+++ Material for the task
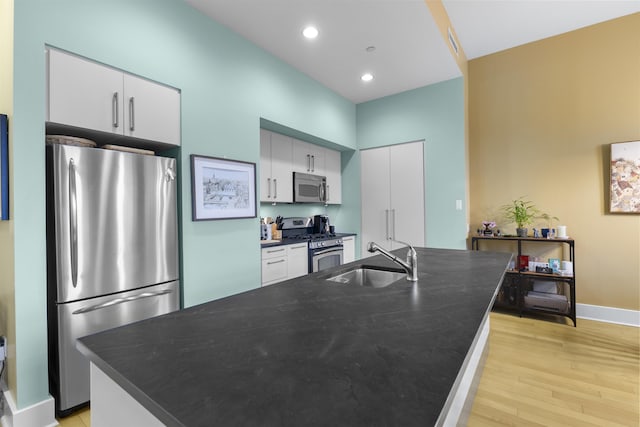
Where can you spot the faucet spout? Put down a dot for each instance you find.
(410, 266)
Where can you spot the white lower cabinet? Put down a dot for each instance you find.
(297, 260)
(348, 249)
(284, 262)
(274, 265)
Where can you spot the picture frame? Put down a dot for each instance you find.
(222, 188)
(625, 185)
(4, 167)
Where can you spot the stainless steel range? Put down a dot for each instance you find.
(325, 249)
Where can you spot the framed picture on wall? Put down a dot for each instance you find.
(625, 177)
(222, 188)
(4, 167)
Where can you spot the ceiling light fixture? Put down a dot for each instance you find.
(367, 77)
(310, 32)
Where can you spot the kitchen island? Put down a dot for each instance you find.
(307, 352)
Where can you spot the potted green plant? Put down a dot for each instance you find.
(523, 213)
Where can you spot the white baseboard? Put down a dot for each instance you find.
(600, 313)
(41, 414)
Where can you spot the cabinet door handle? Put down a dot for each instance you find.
(274, 251)
(386, 223)
(114, 110)
(393, 224)
(132, 116)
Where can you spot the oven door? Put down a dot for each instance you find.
(322, 259)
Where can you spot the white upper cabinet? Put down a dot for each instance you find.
(92, 96)
(276, 179)
(281, 155)
(308, 158)
(84, 94)
(152, 111)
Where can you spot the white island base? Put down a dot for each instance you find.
(111, 405)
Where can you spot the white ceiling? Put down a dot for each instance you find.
(409, 51)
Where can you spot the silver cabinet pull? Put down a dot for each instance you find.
(132, 115)
(322, 188)
(73, 223)
(386, 223)
(170, 175)
(114, 110)
(121, 300)
(393, 224)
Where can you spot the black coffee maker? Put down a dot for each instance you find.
(321, 224)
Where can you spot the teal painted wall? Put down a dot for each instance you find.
(227, 86)
(434, 114)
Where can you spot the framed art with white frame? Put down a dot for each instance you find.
(222, 188)
(625, 177)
++++++
Your assignment - The reply must consist solely of the lines from the one containing "Where can you spot the black" through the last line of the data, reproduced exactly.

Written response -
Where can you spot the black coffee maker? Put down a dot for each instance you find.
(321, 224)
Where can you spot the teal painted wall? Put down a dot for each instance you find.
(227, 86)
(434, 114)
Where can you spot the framed art with white frame? Put down a dot for each instance you find.
(222, 188)
(625, 177)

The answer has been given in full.